Please render the part of the entries that opens with the line containing "Return the outline of every instance of the white" and runs through the end of the entries as a Markdown table with the columns Row and Line, omitting blank lines.

## Exercise input
Start

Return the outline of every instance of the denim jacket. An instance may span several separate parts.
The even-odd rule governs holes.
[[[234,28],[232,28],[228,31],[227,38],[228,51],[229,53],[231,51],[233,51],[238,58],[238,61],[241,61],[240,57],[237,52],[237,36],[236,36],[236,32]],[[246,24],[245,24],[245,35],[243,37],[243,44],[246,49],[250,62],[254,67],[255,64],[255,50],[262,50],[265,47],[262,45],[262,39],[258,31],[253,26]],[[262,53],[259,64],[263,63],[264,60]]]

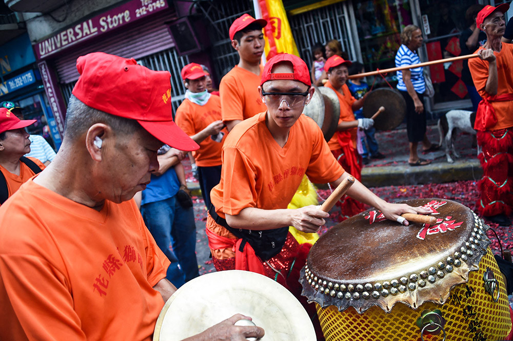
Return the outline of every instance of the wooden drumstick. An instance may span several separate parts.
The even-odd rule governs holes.
[[[337,186],[335,190],[333,191],[333,193],[329,195],[326,201],[323,202],[322,205],[321,205],[321,210],[324,211],[325,212],[329,212],[329,210],[333,208],[335,203],[338,201],[339,199],[345,194],[347,190],[349,189],[349,187],[353,183],[354,183],[354,178],[352,176],[348,177],[343,180],[342,182],[339,184],[339,185]]]
[[[413,223],[429,224],[431,225],[433,225],[437,223],[437,218],[430,216],[416,215],[413,213],[403,213],[401,215],[401,216],[408,221],[411,221]]]
[[[383,112],[384,111],[385,111],[385,107],[380,106],[380,109],[378,109],[378,111],[376,112],[376,114],[372,115],[372,117],[371,117],[371,118],[373,120],[376,119],[376,117],[377,117],[380,114]]]

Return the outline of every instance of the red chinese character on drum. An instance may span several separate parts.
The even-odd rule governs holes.
[[[425,224],[424,227],[417,233],[417,237],[421,240],[424,240],[426,239],[426,236],[431,236],[441,232],[445,233],[447,231],[453,231],[463,223],[462,221],[457,223],[455,219],[451,220],[452,218],[448,216],[445,219],[438,218],[437,219],[437,225],[434,226],[431,226],[429,224]]]
[[[439,212],[437,210],[437,208],[441,206],[443,206],[446,203],[447,203],[447,201],[437,201],[436,200],[433,200],[423,205],[422,207],[425,208],[429,208],[432,211],[431,214],[438,215],[439,214]]]

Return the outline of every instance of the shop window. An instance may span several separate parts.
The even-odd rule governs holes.
[[[354,2],[353,6],[365,71],[394,67],[401,31],[412,24],[410,2],[367,0]],[[395,73],[385,77],[392,86],[397,84]],[[380,83],[385,81],[377,77],[376,84]]]

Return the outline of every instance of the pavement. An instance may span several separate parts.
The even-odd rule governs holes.
[[[440,142],[440,135],[436,122],[428,122],[427,134],[433,143]],[[408,163],[408,144],[405,126],[401,125],[391,131],[378,132],[376,137],[380,146],[380,152],[385,156],[380,160],[371,160],[362,169],[362,182],[388,201],[413,198],[441,197],[456,200],[472,209],[475,208],[477,198],[476,181],[481,178],[482,170],[472,147],[474,136],[458,132],[456,134],[456,149],[460,158],[453,163],[447,161],[444,147],[428,154],[423,154],[419,146],[420,157],[432,160],[425,166],[411,166]],[[195,196],[194,212],[196,218],[196,257],[200,264],[200,273],[215,271],[209,258],[210,252],[205,232],[207,210],[197,181],[190,172],[190,163],[186,159],[183,161],[186,169],[188,186]],[[435,184],[442,184],[436,186]],[[320,202],[329,195],[330,191],[325,184],[316,184]],[[455,189],[456,188],[456,189]],[[325,232],[331,226],[338,223],[340,212],[333,209],[326,225],[321,229]],[[501,233],[502,234],[501,235]],[[513,236],[509,232],[499,235],[503,244],[511,248]],[[504,237],[503,236],[504,235]],[[498,243],[496,246],[498,249]]]

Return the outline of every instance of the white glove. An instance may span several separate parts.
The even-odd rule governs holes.
[[[372,118],[359,118],[358,127],[367,130],[374,125],[374,120]]]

End

## Solution
| Row | Line |
|---|---|
| 1 | Return the outline of every instance of the white glove. An instance may span several separate parts. |
| 2 | The even-odd rule governs holes. |
| 3 | [[[372,118],[359,118],[358,127],[367,130],[374,125],[374,120]]] |